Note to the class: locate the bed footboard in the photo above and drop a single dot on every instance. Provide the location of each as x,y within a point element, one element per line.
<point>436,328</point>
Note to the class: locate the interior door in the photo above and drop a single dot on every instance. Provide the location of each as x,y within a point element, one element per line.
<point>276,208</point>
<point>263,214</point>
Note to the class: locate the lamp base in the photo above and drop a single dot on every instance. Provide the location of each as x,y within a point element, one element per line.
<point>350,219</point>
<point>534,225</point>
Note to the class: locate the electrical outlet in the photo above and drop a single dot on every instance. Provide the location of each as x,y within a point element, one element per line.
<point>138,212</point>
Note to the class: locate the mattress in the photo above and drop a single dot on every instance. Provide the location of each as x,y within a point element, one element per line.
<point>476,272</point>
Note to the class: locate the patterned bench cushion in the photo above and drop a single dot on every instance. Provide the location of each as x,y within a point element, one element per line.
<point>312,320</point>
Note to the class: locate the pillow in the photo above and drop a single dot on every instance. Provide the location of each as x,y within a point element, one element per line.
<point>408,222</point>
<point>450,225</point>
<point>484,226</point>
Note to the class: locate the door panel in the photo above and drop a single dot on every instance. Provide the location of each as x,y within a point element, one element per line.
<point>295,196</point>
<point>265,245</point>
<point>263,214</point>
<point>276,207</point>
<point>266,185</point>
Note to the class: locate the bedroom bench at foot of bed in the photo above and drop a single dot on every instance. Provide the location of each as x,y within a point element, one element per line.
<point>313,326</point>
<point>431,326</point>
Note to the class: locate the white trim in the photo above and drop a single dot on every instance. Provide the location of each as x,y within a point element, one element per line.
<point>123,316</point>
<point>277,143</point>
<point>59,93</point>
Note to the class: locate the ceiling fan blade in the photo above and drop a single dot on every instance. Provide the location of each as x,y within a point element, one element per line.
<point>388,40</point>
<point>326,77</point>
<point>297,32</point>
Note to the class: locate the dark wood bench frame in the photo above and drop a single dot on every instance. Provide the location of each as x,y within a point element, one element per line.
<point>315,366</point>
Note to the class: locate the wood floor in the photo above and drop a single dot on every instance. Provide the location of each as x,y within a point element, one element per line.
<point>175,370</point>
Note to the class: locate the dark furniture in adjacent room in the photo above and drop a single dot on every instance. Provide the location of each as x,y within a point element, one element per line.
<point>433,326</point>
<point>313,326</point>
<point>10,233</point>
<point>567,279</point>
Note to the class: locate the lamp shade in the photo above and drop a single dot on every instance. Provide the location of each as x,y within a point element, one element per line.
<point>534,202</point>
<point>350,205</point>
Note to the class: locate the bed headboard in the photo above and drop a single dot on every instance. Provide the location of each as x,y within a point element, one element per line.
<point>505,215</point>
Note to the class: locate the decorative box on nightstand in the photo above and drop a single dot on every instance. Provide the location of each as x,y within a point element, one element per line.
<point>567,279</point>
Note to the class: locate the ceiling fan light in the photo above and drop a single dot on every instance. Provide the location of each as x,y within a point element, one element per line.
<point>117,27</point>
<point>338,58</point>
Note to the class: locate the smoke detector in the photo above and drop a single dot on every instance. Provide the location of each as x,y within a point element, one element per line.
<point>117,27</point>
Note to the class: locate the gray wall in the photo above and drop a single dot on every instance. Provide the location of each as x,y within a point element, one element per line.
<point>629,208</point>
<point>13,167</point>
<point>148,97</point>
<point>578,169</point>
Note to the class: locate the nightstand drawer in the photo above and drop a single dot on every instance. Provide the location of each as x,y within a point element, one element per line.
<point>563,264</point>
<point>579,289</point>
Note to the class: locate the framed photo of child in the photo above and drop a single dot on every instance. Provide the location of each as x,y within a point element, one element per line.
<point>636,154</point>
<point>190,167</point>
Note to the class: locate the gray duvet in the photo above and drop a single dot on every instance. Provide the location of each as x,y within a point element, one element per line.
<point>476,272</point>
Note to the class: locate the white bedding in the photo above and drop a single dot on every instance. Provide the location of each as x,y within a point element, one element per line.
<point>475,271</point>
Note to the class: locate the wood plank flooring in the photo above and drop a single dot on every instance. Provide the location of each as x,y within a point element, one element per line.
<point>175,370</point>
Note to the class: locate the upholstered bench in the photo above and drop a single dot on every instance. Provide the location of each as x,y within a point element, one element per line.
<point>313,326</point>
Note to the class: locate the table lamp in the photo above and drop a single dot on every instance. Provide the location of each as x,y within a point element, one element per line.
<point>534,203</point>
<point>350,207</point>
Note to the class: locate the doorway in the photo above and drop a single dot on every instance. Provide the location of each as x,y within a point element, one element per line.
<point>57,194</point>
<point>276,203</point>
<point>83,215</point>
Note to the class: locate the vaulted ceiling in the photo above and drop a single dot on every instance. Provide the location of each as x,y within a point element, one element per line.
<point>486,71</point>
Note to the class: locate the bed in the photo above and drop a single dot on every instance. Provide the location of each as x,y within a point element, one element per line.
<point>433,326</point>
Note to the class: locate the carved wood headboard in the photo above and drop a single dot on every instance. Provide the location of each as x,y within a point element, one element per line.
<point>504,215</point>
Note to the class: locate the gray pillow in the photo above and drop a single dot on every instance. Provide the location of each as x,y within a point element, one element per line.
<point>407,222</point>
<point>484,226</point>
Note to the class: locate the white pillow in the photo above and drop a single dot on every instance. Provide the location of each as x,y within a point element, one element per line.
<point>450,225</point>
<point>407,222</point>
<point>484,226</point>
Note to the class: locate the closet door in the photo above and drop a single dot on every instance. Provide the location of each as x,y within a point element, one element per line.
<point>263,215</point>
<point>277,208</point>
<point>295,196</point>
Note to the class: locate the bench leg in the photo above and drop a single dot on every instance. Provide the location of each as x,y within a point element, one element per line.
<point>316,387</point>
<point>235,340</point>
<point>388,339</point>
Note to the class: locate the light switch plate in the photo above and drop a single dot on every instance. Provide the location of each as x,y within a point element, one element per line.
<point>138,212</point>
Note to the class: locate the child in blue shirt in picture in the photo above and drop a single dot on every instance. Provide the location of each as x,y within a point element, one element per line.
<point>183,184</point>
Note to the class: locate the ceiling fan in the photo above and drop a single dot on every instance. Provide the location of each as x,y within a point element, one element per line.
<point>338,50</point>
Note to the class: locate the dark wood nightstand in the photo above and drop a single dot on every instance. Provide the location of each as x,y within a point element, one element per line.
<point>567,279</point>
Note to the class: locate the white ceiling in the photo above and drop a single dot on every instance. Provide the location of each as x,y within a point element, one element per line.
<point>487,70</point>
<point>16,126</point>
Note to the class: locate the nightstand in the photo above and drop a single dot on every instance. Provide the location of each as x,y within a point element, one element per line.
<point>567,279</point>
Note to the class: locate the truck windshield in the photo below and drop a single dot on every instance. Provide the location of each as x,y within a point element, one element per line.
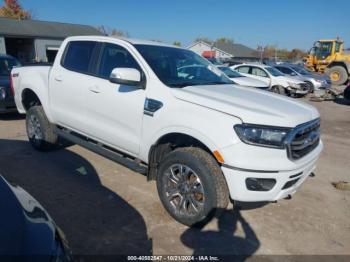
<point>229,72</point>
<point>177,67</point>
<point>6,65</point>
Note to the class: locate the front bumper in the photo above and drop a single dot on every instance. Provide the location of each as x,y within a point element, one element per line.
<point>298,91</point>
<point>287,181</point>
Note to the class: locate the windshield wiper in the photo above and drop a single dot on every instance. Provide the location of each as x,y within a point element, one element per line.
<point>181,85</point>
<point>217,83</point>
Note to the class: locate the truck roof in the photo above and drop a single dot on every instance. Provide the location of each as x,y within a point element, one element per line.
<point>129,40</point>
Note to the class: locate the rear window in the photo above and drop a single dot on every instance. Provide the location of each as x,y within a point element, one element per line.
<point>6,65</point>
<point>78,56</point>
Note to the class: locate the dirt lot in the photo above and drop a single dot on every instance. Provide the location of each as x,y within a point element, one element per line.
<point>111,210</point>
========================================================================
Your answer must be the records above, word for word, with no pictures.

Note to the class: locate the bed footboard in the photo above and drop a single dot on every instance. Provide the location of each as x,y within a point element, one element per line.
<point>436,328</point>
Note to the class: locate the interior door in the photo above and drop a single dot on every instance. Provide the location of each as x,y within a point element, one element per line.
<point>276,208</point>
<point>263,214</point>
Note to the class: locate the lamp base in the photo above and drop a single dot on every instance. Provide the location of each as x,y within a point element, one element per line.
<point>350,219</point>
<point>534,225</point>
Note to the class: locate the electrical outlet in the photo above and drop a single dot on every instance. Provide the location of each as x,y within a point element, one element per line.
<point>138,212</point>
Note to the class: locate the mattress in the photo above and drop a single dot on every instance. Provide the location of each as x,y within a point element, one element per line.
<point>476,272</point>
Note to the class: locate the patterned bench cushion in the photo above and drop a single dot on every instance. Provide the location of each as x,y within a point element, one element per line.
<point>312,320</point>
Note to the class: locate the pillow in the photo above and drop a single dot on every instance. Provide the location of each as x,y within a point element, one element per line.
<point>408,222</point>
<point>450,225</point>
<point>484,226</point>
Note to the class: locate the door panel in the photo above and drop a single dot on every instance. Provide the location of each as x,y within a point element, one element per line.
<point>295,196</point>
<point>265,245</point>
<point>263,214</point>
<point>276,207</point>
<point>266,185</point>
Note to the class: locate the bedroom bench at foot of bed in the photo above and drop a single dot on every instance. Provide the location of each as x,y within a point element, one element per line.
<point>313,326</point>
<point>431,326</point>
Note to the class: locate the white trim in the photo above and drop a single dot on every instance. Provide the location of each as x,y within a point element, one element per line.
<point>123,316</point>
<point>277,143</point>
<point>59,93</point>
Note to the class: locate the ceiling fan blade in the photo above and drop a single dot on every instance. Provide the location of each as x,y within a point element, one element per line.
<point>388,40</point>
<point>326,77</point>
<point>297,32</point>
Note to the class: locate the dark wood bench frame in the photo above and drop a single dot on every instance. Provide the location of each as x,y within a point element, one element per line.
<point>315,366</point>
Note to the class: locate the wood floor in the photo above and drop a single dot on every instance. Provide the location of each as x,y within a point element, one element per line.
<point>175,370</point>
Note to the class: locate the dark furniture in adjacent room in the photo above and drop a single dot on every instance. Provide the location of each as x,y within a point element, one element per line.
<point>433,326</point>
<point>313,326</point>
<point>10,233</point>
<point>567,279</point>
Note to the class: locate the lamp shade in the photo above and drop a single dot on every instance. Provide the location of each as x,y within a point element, one element per line.
<point>534,202</point>
<point>350,205</point>
Note to the class: locate the bed headboard in the photo above and drop a single dot on every instance. Provide the location of each as x,y within a point element, one element per line.
<point>505,215</point>
Note to the class: locate the decorative box on nightstand in the photo above and drop a single dot on every instance. Provide the location of each as x,y within a point element, one element per line.
<point>567,279</point>
Note to the class: locate the ceiling fan light in the photo above and drop a single dot on every instance. Provide the location of each as x,y within a point element, one element per line.
<point>117,27</point>
<point>338,58</point>
Note to the class: locate the smoke detector in the photo above and drop a single dot on every instance. Provide the location of each as x,y within a point element, one element per line.
<point>117,27</point>
Note to the class: locate the gray wall in the photo above and drop a single dot on every instance. Provide the location of each as x,y within a point element, one element per line.
<point>629,208</point>
<point>13,167</point>
<point>148,97</point>
<point>578,169</point>
Note to the class: locate the nightstand drawer in the photo above and drop a single dot on every instance. Provide the location of each as x,y within a point element, one element per line.
<point>563,264</point>
<point>579,289</point>
Note to the class: locate the framed photo of child in the photo above and drop a single dot on every instance. Provide the location of each as x,y within a point element, one element per line.
<point>636,154</point>
<point>190,167</point>
Note to the class: locate the gray duvet in the photo above and drop a single dot on every instance. Provide the location of each as x,y within a point element, one element per line.
<point>476,272</point>
Note to the class: locate the white bedding in the photo above and drop a single dot on every instance. Provide the location of each as x,y within a point element, one element per line.
<point>475,271</point>
Note to the class: locate the wood plank flooring in the photo above and drop a single dot on every instance. Provide the location of each as x,y within a point element, one element per line.
<point>175,370</point>
Note to the class: locate the upholstered bench in the photo above and drop a single dot on every instance. Provide the location of each as x,y within a point element, one element per line.
<point>313,326</point>
Note to the class: locate the table lamp in the photo above and drop a single dot on every instance. Provide the location of each as x,y within a point element, one element per line.
<point>534,203</point>
<point>350,207</point>
Note to the class: locate the doorway in the photo above and drop a single dot on every instance. Provide the location of each as x,y within a point element, one element per line.
<point>57,194</point>
<point>276,203</point>
<point>83,215</point>
Note to the class: locate the vaulted ceiling in the photo above and drop a single dot on every instance. Provide the location of each as x,y within a point element, one element per line.
<point>486,71</point>
Note to the class: locate the bed in the photo above and drop a single dot on every instance. Provide the location of each as x,y within a point element, one element per line.
<point>433,326</point>
Note to the class: locate the carved wood headboard in the photo above and drop a single dot on every instance. Provide the location of each as x,y within a point element, one element per line.
<point>504,215</point>
Note to the class: locate the gray pillow in the photo above and drop a single dot on every instance. Provide the location of each as x,y within a point element, one element per line.
<point>407,222</point>
<point>484,226</point>
Note to the class: locate the white pillow in the photo above and drop a single dot on every instance. Provide the location of each as x,y within a point element, one element per line.
<point>450,225</point>
<point>407,222</point>
<point>484,226</point>
Note to the class: locate the closet door in the photo above and drop a single dot on every instance. Provide the location of each as x,y within a point element, one element per line.
<point>263,215</point>
<point>277,208</point>
<point>295,196</point>
Note to the class: locate the bench leg in the photo above and drop a single dot on every instance. Provide the location of each as x,y within a point element, one element per line.
<point>316,387</point>
<point>235,340</point>
<point>388,339</point>
Note to the class: locate the light switch plate in the photo above and drop a single dot on every instance. Provide the location of each as x,y within a point element, one element per line.
<point>138,212</point>
Note to the class: locate the child in blue shirt in picture in the photo above and drop a single dot on every instance. Provide the location of each as x,y within a point element, one element per line.
<point>183,184</point>
Note to the class: locate the ceiling fan in the photo above and drop a single dot on every instance. Provide the location of each as x,y within a point element, one element per line.
<point>338,50</point>
Note to the class: locate the dark wood nightstand in the photo above and drop a single dot on every instance. Provide the location of each as x,y within a point element, one element per line.
<point>567,279</point>
Note to the class: locate the white ceiling in the photo above and drop a single dot on every instance. Provide the location of each as x,y within a point element, one element per line.
<point>487,70</point>
<point>16,126</point>
Note to the class: locate the nightstand in the photo above and drop a single dot on every instance. Provide the location of each as x,y within a point element, one element per line.
<point>567,279</point>
Note to the class: locate the truck windshield in the photo below and drop a single dot on every instance. Provide the location of each as x,y within a point element, one element per line.
<point>229,72</point>
<point>177,67</point>
<point>6,65</point>
Note to the class: locate the front bumper in the photo above and drop a single dot on every instance. Provide the location of each as x,y within a point element, one element per line.
<point>298,91</point>
<point>287,181</point>
Note to the class: locate the windshield wiper in the photo above and drop a single dot on every instance. Provide the location of each as x,y within a point element, one element per line.
<point>181,85</point>
<point>217,83</point>
Note to the class: locate the truck roof in the photo above and drop a single dot on every instance. Provide the location of each as x,y within a point element, one element per line.
<point>129,40</point>
Note to the class: locate the rear window in the photo above and drop a single dot on every instance. Provide the location of each as x,y within a point element, one element per line.
<point>6,65</point>
<point>78,56</point>
Note to the class: locate the dirt lot in the photo above and drop a single dot on every instance. Provide the location of each as x,y within a point element, one element per line.
<point>111,210</point>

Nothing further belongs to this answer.